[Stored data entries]
+ + +

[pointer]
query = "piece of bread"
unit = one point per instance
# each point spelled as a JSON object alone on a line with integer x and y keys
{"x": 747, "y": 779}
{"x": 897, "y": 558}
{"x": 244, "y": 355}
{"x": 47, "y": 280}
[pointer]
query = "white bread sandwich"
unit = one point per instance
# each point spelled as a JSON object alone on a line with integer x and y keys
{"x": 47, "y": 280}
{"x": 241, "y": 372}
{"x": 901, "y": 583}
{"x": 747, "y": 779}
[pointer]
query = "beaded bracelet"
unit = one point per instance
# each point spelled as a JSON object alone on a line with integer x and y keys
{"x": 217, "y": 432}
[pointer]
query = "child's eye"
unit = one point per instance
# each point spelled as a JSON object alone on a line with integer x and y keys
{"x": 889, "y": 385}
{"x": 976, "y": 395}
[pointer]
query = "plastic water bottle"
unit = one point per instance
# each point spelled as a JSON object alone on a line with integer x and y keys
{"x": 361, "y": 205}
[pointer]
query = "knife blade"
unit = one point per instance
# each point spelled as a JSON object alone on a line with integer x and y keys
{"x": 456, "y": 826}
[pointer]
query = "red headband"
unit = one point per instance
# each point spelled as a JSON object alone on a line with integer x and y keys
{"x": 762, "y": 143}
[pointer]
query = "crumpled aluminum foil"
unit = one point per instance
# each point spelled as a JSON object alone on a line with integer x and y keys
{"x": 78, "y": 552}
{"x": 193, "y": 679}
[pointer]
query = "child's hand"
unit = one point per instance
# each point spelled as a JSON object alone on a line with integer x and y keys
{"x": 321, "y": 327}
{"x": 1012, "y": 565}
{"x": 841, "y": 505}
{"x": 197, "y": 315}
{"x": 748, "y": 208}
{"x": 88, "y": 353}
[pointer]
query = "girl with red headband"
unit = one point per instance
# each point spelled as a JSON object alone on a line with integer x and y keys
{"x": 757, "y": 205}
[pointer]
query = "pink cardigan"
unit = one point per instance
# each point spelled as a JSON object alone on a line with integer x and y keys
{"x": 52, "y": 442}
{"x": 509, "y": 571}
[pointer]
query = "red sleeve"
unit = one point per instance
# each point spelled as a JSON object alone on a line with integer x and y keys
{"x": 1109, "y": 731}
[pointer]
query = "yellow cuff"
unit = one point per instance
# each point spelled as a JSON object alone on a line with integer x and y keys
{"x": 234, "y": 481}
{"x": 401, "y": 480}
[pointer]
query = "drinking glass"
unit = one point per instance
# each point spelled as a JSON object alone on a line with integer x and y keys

+ + +

#### Your objective
Print the records above exactly as they appear.

#### Task result
[pointer]
query = "piece of bread"
unit = one point per instance
# each point spelled as a JSON object alone on a line with integer x and y keys
{"x": 747, "y": 779}
{"x": 897, "y": 558}
{"x": 244, "y": 355}
{"x": 47, "y": 280}
[pointer]
query = "white bread sandwich"
unit = one point per instance
# each point spelled as a JSON object alone on a line with integer x and y keys
{"x": 47, "y": 280}
{"x": 241, "y": 372}
{"x": 901, "y": 583}
{"x": 747, "y": 779}
[pointer]
query = "beaded bracelet"
unit = one point per instance
# each point spelled as a JSON object alone on a line with integer x and y keys
{"x": 217, "y": 432}
[pointer]
query = "child's eye"
unit = one point per instance
# each point spelled as a JSON object alone on a line with integer x and y keys
{"x": 889, "y": 385}
{"x": 976, "y": 395}
[pointer]
query = "plastic water bottle"
unit = one point per instance
# each point spelled as a JSON object alone on a line with integer x and y keys
{"x": 361, "y": 205}
[pointer]
query = "knife blade"
unit = one point per instance
# each point spelled as a JSON object alone on a line with integer x and y keys
{"x": 456, "y": 826}
[pointer]
query = "red headband"
unit = one point per instance
# each point spelled as a JSON object alone on a line with integer x and y keys
{"x": 762, "y": 143}
[pointer]
query = "crumpled aluminum foil"
unit = one point per instance
# each point spelled as a JSON object alone on a line with integer x and y keys
{"x": 78, "y": 552}
{"x": 193, "y": 679}
[pointer]
query = "child's hand"
unit = one point per instance
# each point spelled as a JSON object alone on a line with integer x and y keys
{"x": 321, "y": 327}
{"x": 1012, "y": 565}
{"x": 841, "y": 505}
{"x": 197, "y": 315}
{"x": 748, "y": 208}
{"x": 88, "y": 353}
[pointer]
query = "girl with red headband"
unit = one point per instance
# each point spelled as a JSON object alone on a line with integer x and y keys
{"x": 757, "y": 205}
[pointer]
query = "pink cardigan"
unit = one point per instance
# each point spelled as a JSON object alone on a line with integer x and y keys
{"x": 52, "y": 442}
{"x": 509, "y": 571}
[pointer]
query = "red sleeve"
unit = one point per instance
# each point spelled as a JSON object alone on a line with integer x and y keys
{"x": 1109, "y": 731}
[pointer]
query = "yellow cuff"
unit = one point per instance
# each point spelled as a JSON object alone on a line with integer x and y keys
{"x": 234, "y": 481}
{"x": 401, "y": 480}
[pointer]
query = "drinking glass"
unit = one point per instance
# each point spelled as a JSON object alone on a line with integer x and y keys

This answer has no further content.